◆ Exercise task ◆
Please explain in one to three sentences why weez74 shuts Rosie in the kitchen when someone is coming into the house, using the excerpt on puppies wetting from excitement.

◆ Excerpted text ◆
......
Girls just take a bit longer I think. I can only say now with full confidence that Maggie is fully toilet trained at the age of 11months. So I have a wk off in march and am going to rent a rug doctor and deep clean all my carpets. It's frustrating but just consistently use whatever method is working for u and keep going with it. Emma x


----------



## MillieDog (Jun 1, 2011)

My dog trainer told me that their bladder is the last muscle to fully develop and get control of. Takes until 16 weeks ish.

Millie used to widdle with excitement too. My carpet was shot to pieces (it wasn't in great condition, but she really finished it off). We have wood throughout now.


----------



## weez74 (Feb 9, 2011)

Rosie is 14 months and still does this! She just gets too excited. So, I shut her in the kitchen if someone is coming in the house, until she has calmed down, when I get home Itake her straight outside before I even talk to her and I try to make sure she has been out for a wee before visitors arrive. She is a lot better than she used to be (husband's shoes used to get it all the time!), but I've just accepted that its not going to stop now.


----------



## lady amanda (Nov 26, 2010)

I would say she will likely grow out of it,,,,it will just take some time...up to 11 months if Lady got really excited she would do this....actually my cousin used to try to get her to pee by getting her all excited...poor thing.
......
◆ Stored data ◆
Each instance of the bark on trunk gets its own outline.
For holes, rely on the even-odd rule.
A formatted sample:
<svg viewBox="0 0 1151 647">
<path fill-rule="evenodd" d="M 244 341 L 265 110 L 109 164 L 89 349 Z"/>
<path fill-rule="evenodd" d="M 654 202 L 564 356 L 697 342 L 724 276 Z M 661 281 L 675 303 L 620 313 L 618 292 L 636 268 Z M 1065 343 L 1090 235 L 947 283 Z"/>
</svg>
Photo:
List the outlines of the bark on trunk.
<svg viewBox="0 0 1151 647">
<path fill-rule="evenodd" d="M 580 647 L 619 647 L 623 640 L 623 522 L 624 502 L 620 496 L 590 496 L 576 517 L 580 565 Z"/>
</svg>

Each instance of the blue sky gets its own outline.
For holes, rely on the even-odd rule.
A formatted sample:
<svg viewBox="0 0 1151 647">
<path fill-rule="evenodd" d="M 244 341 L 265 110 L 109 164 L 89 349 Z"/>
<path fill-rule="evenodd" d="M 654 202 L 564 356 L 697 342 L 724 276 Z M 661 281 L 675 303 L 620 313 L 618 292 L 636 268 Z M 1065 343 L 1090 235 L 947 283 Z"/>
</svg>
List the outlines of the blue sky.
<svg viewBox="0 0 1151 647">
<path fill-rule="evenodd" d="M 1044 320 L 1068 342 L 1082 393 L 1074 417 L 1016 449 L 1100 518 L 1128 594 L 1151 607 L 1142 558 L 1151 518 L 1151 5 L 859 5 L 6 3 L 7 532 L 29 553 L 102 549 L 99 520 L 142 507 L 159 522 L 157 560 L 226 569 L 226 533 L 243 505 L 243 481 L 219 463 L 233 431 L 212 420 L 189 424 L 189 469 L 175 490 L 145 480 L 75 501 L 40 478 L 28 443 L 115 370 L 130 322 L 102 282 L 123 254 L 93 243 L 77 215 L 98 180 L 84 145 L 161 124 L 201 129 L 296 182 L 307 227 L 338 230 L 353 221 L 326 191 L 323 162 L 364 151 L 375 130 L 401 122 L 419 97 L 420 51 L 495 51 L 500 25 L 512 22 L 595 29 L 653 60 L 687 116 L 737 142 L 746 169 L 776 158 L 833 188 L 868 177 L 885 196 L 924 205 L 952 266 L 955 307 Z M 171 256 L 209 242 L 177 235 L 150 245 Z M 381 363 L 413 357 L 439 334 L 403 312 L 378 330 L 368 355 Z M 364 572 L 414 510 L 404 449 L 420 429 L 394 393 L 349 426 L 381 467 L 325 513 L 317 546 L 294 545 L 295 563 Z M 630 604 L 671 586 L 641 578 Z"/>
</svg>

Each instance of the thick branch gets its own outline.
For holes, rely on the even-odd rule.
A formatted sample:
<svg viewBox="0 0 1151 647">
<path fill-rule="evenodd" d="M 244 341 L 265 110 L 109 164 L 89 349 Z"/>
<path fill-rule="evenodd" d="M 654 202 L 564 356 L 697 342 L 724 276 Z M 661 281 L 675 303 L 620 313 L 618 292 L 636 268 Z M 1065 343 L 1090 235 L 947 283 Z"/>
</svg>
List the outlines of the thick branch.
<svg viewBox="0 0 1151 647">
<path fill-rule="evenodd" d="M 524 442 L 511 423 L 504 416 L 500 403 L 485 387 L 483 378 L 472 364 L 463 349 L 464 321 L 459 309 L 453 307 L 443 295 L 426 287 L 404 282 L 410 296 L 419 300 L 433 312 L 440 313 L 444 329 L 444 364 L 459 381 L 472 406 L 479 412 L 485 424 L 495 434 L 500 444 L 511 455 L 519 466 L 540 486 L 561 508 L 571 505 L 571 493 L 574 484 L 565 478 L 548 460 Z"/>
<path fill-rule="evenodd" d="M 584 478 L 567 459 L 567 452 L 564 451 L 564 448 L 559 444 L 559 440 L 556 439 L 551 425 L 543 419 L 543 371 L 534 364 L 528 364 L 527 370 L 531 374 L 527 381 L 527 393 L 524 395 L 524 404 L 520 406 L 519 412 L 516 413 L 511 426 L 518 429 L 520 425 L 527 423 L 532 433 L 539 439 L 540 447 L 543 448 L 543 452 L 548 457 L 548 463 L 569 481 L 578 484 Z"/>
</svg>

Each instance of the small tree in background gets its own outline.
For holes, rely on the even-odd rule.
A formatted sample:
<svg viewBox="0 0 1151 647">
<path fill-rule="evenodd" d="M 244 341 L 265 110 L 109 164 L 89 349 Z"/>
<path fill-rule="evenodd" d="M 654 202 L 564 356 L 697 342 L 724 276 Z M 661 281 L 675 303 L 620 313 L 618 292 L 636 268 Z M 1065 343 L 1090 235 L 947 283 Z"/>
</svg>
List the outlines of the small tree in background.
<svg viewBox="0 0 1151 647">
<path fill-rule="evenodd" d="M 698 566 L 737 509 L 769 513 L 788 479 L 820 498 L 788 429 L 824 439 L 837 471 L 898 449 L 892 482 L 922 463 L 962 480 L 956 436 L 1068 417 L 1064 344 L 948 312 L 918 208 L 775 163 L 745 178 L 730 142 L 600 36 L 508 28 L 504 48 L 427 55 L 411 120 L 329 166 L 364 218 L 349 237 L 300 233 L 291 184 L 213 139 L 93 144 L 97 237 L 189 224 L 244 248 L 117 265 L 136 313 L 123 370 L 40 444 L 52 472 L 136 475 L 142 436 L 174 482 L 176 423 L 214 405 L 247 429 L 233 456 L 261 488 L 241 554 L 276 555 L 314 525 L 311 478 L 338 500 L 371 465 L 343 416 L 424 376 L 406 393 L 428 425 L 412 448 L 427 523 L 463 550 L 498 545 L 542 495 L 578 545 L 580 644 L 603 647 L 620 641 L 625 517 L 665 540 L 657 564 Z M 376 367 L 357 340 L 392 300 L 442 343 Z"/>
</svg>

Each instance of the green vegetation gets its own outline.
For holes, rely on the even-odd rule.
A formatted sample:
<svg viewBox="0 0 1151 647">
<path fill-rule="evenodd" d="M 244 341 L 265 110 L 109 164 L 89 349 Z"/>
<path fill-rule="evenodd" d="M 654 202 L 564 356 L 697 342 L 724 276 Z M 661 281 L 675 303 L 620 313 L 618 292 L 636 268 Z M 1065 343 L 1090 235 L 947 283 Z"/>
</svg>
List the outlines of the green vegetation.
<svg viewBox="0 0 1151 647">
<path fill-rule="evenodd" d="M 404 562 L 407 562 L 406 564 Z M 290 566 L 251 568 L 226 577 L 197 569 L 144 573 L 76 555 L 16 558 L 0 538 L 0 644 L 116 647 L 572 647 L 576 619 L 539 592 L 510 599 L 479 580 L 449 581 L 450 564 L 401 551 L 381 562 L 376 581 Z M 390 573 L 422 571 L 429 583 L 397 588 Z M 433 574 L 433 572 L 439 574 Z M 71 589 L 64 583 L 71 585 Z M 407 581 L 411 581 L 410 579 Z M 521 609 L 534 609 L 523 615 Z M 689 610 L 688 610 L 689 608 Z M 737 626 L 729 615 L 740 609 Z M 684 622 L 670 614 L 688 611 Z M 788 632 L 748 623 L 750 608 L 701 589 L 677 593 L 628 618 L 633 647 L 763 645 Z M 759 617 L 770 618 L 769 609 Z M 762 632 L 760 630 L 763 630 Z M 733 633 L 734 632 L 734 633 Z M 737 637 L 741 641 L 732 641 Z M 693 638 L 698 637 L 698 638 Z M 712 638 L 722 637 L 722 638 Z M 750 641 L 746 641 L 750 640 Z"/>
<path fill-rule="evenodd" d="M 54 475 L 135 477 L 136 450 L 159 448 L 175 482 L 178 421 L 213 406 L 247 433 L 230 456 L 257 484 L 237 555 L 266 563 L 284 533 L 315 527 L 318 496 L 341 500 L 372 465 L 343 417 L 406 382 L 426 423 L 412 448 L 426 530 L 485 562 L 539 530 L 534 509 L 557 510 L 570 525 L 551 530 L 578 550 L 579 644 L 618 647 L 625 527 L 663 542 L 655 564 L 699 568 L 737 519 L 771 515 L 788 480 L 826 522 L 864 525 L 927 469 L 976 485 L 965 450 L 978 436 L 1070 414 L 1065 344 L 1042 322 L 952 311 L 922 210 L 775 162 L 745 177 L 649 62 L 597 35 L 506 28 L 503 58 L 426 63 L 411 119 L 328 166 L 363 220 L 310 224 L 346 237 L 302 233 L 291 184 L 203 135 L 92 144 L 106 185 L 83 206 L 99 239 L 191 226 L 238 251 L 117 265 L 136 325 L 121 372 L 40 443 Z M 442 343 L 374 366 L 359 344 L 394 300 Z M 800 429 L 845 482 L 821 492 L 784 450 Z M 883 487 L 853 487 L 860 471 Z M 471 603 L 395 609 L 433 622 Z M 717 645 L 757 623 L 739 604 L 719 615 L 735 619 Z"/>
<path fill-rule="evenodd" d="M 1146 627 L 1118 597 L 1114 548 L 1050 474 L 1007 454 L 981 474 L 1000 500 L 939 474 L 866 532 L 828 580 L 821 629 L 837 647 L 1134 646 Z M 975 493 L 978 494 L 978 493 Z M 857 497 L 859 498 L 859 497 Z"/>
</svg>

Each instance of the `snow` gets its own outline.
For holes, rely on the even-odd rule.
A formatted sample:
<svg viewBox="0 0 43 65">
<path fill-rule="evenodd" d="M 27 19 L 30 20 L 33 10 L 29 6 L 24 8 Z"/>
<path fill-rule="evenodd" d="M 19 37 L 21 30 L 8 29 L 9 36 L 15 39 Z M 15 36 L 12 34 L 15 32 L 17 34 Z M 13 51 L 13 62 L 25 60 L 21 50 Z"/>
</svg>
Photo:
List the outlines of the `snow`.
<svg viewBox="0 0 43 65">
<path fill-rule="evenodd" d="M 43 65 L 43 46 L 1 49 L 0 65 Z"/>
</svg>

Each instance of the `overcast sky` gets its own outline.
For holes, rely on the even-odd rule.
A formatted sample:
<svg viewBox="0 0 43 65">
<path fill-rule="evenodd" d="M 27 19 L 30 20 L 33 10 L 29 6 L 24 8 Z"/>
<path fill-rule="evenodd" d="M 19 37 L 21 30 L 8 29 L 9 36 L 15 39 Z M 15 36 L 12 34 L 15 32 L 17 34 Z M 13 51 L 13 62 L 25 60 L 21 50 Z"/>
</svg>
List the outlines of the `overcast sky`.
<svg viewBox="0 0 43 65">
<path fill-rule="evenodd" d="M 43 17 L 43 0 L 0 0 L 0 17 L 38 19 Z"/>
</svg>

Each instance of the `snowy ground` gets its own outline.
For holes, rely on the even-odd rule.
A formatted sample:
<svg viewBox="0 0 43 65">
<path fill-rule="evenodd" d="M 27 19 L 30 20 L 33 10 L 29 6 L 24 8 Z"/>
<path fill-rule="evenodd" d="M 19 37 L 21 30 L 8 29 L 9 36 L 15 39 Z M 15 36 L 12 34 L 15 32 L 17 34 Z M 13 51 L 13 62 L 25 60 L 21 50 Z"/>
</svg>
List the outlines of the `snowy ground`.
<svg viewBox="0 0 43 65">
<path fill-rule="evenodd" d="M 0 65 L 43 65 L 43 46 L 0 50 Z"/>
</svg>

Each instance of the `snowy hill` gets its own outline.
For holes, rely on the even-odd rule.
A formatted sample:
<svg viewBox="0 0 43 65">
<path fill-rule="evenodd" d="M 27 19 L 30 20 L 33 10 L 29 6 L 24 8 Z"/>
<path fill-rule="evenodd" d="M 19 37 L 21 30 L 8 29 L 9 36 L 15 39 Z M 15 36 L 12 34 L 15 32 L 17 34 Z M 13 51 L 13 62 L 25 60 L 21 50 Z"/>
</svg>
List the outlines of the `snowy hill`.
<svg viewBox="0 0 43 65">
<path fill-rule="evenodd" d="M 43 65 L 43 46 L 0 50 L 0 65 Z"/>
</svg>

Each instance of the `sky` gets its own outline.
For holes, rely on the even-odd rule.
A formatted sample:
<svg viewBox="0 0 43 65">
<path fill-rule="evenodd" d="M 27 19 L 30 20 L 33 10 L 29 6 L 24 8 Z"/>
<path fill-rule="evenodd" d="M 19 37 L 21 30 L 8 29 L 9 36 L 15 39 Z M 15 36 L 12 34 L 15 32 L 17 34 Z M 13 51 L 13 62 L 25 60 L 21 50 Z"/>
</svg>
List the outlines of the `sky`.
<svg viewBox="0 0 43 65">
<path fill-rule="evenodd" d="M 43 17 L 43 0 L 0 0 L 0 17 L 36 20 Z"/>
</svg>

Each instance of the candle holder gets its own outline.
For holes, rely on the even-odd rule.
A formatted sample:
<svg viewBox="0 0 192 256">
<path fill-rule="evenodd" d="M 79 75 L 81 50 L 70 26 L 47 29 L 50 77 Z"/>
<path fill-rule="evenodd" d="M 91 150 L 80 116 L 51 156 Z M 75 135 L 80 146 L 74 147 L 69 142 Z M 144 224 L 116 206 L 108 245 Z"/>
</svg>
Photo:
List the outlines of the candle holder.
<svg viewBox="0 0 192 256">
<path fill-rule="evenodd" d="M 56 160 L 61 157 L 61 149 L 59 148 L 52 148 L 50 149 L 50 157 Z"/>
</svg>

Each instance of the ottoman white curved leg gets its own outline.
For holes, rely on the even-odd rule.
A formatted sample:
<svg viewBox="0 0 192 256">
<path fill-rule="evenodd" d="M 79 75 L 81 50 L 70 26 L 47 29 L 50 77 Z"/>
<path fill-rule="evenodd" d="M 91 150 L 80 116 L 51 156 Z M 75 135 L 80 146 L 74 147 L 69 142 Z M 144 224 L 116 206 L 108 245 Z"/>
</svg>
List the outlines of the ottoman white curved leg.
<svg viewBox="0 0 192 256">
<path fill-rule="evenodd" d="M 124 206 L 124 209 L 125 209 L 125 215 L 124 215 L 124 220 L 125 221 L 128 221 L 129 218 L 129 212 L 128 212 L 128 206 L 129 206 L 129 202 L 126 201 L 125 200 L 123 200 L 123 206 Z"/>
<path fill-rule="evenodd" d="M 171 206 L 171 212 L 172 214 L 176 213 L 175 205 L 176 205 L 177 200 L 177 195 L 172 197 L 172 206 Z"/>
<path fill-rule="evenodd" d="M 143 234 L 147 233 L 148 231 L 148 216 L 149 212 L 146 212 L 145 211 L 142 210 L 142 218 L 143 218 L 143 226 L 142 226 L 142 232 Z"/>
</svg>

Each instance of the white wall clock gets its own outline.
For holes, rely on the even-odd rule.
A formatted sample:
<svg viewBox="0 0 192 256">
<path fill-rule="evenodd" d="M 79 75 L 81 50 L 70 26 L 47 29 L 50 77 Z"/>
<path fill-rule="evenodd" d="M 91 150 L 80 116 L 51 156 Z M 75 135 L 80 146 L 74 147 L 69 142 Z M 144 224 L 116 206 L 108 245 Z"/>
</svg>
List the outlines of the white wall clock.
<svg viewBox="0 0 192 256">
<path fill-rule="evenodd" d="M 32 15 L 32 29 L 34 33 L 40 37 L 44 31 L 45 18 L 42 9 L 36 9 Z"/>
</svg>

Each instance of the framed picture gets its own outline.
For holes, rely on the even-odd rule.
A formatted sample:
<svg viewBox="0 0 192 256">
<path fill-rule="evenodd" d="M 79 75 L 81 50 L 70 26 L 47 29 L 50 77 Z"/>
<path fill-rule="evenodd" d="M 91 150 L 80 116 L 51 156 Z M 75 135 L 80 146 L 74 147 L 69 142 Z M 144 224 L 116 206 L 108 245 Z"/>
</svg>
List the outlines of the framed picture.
......
◆ Reply ◆
Rosie, at 14 months, still wets because she gets too excited, so weez74 keeps her in the kitchen until she has calmed down. It is part of a routine that also includes taking her straight outside on arriving home and making sure she has been out for a wee before visitors arrive.